▸ Problem description: Would you give the entries below again, precisely as they are written?
** Opening Material shown block **
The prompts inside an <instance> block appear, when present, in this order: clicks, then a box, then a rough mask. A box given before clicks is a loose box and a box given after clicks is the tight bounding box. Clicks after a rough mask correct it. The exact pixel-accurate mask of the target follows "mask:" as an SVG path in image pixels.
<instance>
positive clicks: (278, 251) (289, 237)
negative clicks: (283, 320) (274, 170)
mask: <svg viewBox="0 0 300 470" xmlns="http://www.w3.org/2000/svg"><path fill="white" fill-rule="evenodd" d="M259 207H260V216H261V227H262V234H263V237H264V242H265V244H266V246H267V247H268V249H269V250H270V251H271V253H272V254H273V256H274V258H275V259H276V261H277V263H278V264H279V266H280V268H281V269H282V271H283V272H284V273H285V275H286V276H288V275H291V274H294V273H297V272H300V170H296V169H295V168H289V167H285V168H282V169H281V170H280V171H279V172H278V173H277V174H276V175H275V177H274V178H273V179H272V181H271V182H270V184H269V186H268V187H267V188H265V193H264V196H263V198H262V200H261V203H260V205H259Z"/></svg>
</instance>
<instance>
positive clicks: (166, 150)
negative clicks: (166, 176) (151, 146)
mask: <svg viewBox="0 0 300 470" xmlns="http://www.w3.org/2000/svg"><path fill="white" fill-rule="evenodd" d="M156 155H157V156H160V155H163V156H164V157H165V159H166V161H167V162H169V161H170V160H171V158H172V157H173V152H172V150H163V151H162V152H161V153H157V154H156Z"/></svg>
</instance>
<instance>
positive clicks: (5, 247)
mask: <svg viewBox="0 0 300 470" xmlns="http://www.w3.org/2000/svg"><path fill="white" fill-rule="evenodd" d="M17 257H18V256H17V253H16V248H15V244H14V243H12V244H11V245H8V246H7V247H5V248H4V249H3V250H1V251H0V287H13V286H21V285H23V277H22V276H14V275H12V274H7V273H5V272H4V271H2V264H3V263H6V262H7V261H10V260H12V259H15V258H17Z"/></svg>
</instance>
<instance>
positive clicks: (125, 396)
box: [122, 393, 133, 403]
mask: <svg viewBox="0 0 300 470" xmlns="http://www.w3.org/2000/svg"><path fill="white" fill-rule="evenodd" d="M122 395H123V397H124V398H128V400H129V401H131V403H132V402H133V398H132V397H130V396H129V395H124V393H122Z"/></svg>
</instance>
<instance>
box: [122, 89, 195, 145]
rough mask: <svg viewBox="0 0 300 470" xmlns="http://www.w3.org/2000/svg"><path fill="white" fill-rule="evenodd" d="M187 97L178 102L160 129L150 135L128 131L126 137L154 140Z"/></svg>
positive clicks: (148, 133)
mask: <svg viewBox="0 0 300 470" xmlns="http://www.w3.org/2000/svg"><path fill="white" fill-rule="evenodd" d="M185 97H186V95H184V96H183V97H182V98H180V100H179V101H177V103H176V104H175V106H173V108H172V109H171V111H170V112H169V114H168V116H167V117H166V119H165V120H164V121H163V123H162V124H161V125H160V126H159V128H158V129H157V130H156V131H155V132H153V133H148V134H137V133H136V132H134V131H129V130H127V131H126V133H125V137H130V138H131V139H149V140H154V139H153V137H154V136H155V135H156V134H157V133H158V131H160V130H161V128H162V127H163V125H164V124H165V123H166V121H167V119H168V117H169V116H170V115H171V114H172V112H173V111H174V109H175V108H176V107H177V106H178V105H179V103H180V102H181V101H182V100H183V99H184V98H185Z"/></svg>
** Closing Material shown block **
▸ Response below:
The prompts inside an <instance> block appear, when present, in this order: clicks, then a box, then a rough mask. A box given before clicks is a loose box and a box given after clicks is the tight bounding box. Clicks after a rough mask correct it. The exact pixel-accurate mask of the target follows "mask:" as an SVG path in image pixels.
<instance>
positive clicks: (278, 251) (289, 237)
negative clicks: (283, 320) (274, 170)
mask: <svg viewBox="0 0 300 470" xmlns="http://www.w3.org/2000/svg"><path fill="white" fill-rule="evenodd" d="M259 207H260V216H261V227H262V234H263V237H264V242H265V244H266V246H267V247H268V249H269V250H270V251H271V253H272V254H273V256H274V258H275V259H276V261H277V263H278V264H279V266H280V268H281V269H282V271H283V272H284V273H285V275H286V276H288V275H291V274H294V273H297V272H300V170H296V169H295V168H289V167H285V168H282V169H281V170H280V171H279V172H278V173H277V174H276V175H275V177H274V178H273V179H272V181H271V182H270V184H269V186H268V187H267V188H265V193H264V196H263V198H262V200H261V203H260V205H259Z"/></svg>
</instance>
<instance>
positive clicks: (166, 150)
negative clicks: (166, 176) (151, 146)
mask: <svg viewBox="0 0 300 470" xmlns="http://www.w3.org/2000/svg"><path fill="white" fill-rule="evenodd" d="M156 155H157V156H160V155H163V156H164V157H165V159H166V161H167V162H169V161H170V160H171V158H172V157H173V152H172V150H163V151H162V152H161V153H157V154H156Z"/></svg>
</instance>
<instance>
positive clicks: (5, 247)
mask: <svg viewBox="0 0 300 470" xmlns="http://www.w3.org/2000/svg"><path fill="white" fill-rule="evenodd" d="M17 257H18V256H17V253H16V248H15V244H14V243H12V244H11V245H8V246H7V247H5V248H4V249H3V250H1V251H0V287H13V286H21V285H23V277H22V276H14V275H12V274H7V273H5V272H4V271H2V264H3V263H6V262H7V261H10V260H12V259H15V258H17Z"/></svg>
</instance>
<instance>
positive clicks: (125, 396)
box: [122, 393, 133, 403]
mask: <svg viewBox="0 0 300 470" xmlns="http://www.w3.org/2000/svg"><path fill="white" fill-rule="evenodd" d="M122 395H123V397H124V398H128V400H129V401H131V403H132V402H133V398H132V397H130V396H129V395H124V393H122Z"/></svg>
</instance>
<instance>
box: [122, 89, 195, 145]
rough mask: <svg viewBox="0 0 300 470" xmlns="http://www.w3.org/2000/svg"><path fill="white" fill-rule="evenodd" d="M187 97L178 102L160 129L150 135L128 131L126 137L154 140Z"/></svg>
positive clicks: (148, 133)
mask: <svg viewBox="0 0 300 470" xmlns="http://www.w3.org/2000/svg"><path fill="white" fill-rule="evenodd" d="M185 97H186V95H184V96H183V97H182V98H180V100H179V101H177V103H176V104H175V106H173V108H172V109H171V111H170V112H169V114H168V116H167V117H166V119H165V120H164V121H163V123H162V124H161V125H160V126H159V128H158V129H157V130H156V131H155V132H153V133H148V134H137V133H136V132H134V131H129V130H127V131H126V133H125V137H130V138H131V139H149V140H154V139H153V137H154V136H155V135H156V134H157V133H158V131H160V130H161V128H162V127H163V125H164V124H165V123H166V121H167V119H168V117H169V116H170V115H171V114H172V112H173V111H174V109H175V108H176V107H177V106H178V105H179V103H180V102H181V101H182V100H183V99H184V98H185Z"/></svg>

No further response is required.